EXERCÍCIO PROPOSTO
Imprima, sem nenhuma alteração, a parte do trecho sobre a proteção à família na Constituição de 1988 que começa em "Observando-se com absoluta" e termina em "e à integridade.".

A Constituição Federal de 1988 consagrou a proteção à família em seus mais diversos elos de formação, sendo esta relação familiar aplicada como base da sociedade e tendo proteção especial do Estado Democrático de Direito.

Observando-se com absoluta prioridade um importante dever da família, da sociedade e do Estado, qual seja este, proporcionar à criança, ao jovem e ao adolescente todo e qualquer tipo de assistência necessária relacionada ao direito, à vida e à integridade.

Outra importante mudança advinda da Constituição Federal de 1988 encontra-se elencada na relação de igualdade instituída entre os filhos, tornando-a parelha para a prole concebida dentro ou fora da relação do casamento, sendo a filiação legítima ou ilegítima.

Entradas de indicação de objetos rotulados
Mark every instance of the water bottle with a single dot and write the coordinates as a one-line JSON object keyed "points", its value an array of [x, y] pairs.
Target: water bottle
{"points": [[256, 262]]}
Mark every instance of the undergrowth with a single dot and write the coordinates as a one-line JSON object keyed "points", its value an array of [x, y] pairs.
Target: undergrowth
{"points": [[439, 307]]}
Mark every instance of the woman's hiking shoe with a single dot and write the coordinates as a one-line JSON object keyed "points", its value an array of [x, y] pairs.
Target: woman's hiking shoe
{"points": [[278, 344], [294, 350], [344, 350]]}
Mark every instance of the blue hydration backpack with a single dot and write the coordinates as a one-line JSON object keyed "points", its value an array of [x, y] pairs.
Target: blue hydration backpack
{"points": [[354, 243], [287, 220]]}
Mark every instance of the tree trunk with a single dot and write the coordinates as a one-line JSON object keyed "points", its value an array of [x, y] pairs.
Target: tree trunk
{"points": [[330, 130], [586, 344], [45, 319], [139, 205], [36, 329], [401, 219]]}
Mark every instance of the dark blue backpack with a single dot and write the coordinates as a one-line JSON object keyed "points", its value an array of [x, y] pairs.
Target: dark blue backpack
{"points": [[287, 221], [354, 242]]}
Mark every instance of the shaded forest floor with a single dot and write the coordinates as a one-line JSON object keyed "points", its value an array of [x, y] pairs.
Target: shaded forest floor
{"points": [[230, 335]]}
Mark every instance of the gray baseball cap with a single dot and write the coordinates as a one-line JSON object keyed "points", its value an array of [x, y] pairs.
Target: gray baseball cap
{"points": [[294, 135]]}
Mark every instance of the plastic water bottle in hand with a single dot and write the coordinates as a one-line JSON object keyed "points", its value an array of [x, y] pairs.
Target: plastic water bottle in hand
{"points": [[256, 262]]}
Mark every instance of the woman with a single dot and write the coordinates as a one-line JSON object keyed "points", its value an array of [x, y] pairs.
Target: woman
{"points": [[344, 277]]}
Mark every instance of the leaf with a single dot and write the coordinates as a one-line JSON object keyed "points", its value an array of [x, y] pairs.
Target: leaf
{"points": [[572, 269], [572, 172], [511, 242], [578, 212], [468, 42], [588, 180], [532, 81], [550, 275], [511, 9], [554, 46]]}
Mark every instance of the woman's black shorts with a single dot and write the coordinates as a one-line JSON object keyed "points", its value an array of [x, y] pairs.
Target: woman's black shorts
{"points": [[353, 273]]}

RESOLUÇÃO COMPLETA
Observando-se com absoluta prioridade um importante dever da família, da sociedade e do Estado, qual seja este, proporcionar à criança, ao jovem e ao adolescente todo e qualquer tipo de assistência necessária relacionada ao direito, à vida e à integridade.